Dataset excerpt
## begin

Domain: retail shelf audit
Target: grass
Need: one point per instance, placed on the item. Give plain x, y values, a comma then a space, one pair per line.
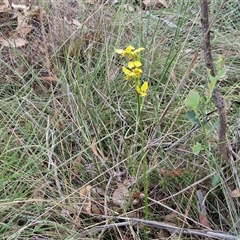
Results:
62, 136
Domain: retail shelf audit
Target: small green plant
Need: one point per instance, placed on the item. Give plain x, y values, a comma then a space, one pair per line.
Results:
132, 71
199, 103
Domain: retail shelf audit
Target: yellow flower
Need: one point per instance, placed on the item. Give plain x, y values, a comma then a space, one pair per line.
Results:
136, 72
134, 64
142, 91
134, 53
128, 73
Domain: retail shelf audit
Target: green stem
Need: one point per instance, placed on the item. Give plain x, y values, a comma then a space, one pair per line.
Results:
143, 155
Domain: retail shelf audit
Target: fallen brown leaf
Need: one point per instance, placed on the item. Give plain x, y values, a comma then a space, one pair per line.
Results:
155, 3
49, 79
83, 192
13, 42
4, 6
235, 193
119, 195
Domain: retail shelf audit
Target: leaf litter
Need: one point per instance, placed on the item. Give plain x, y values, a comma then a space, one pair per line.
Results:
26, 34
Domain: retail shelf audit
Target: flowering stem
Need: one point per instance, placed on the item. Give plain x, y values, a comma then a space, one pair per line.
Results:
143, 155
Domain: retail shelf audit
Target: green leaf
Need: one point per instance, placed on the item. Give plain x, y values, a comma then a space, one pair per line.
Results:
192, 100
216, 180
192, 117
197, 148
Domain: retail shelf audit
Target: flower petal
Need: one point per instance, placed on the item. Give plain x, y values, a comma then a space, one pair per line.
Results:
137, 64
139, 50
144, 87
119, 51
131, 65
129, 49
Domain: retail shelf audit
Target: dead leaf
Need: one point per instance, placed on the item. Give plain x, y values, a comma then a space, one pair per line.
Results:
85, 197
4, 6
13, 42
24, 5
94, 146
128, 7
235, 193
155, 3
173, 173
202, 211
75, 166
23, 31
49, 79
119, 195
203, 220
83, 192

## end

§ **What is required**
Transcribe the whole listing, character for character, but not its images.

§ **Output below**
Domain: retail shelf audit
Target: grass
Need: one point per instance, placed on the item. Give plain x, y values, a comma then a space, one pair per line.
Results:
62, 136
Domain: retail shelf audit
Target: small green plant
Need: one point per instance, placed on the item. Give plain x, y values, a comma then a space, one pair per line.
Results:
132, 71
199, 103
Domain: retail shelf audit
Target: yellow flower
Need: one point per instance, placed on the item. Give plain x, y values, a comma then a space, one pair per line.
Results:
136, 72
134, 64
142, 91
134, 53
128, 73
Domain: retail shelf audit
Target: green stem
Need: one point per instance, placed on the item. Give plain x, y values, a comma then a space, one pair per line.
Results:
143, 155
Domain: retail shelf audit
Target: fallen brown leaf
Need: one point per instance, placed on the item. Give plain x, y values, a comma then a space, one pair per line.
Results:
155, 3
49, 79
83, 192
13, 42
4, 6
235, 193
119, 195
Domain: retail shelf audit
Target: leaf litter
Need: one point per instance, placed on the item. Give plain x, y values, a comma then a space, one pair per line.
Results:
26, 34
Domain: retail shelf audit
Target: flowering stem
Need: one point per instance, placed on the item. Give plain x, y values, a comma then a space, one pair per line.
Results:
143, 155
Domain: retail shelf audit
Target: green leaf
Need: one point per instance, placed on the item. Give plain x, y values, a comma then a space, one pair per line.
Results:
192, 100
216, 180
192, 117
197, 148
Domain: retail shelf audit
Target: flower petal
Need: one point per instance, placed on the item. Give plain x, y values, a comma then a space, one pair per line.
Results:
137, 64
139, 50
144, 87
119, 51
131, 65
129, 49
Domain: retail shelf audit
Target: dead leaf
Need: one point per instance, placed on the item. Give plain x, y values, a comma then a space, one pair per line.
Results:
85, 197
4, 6
13, 42
24, 5
94, 146
128, 7
235, 193
155, 3
173, 173
202, 211
75, 166
23, 31
49, 79
119, 195
203, 220
83, 192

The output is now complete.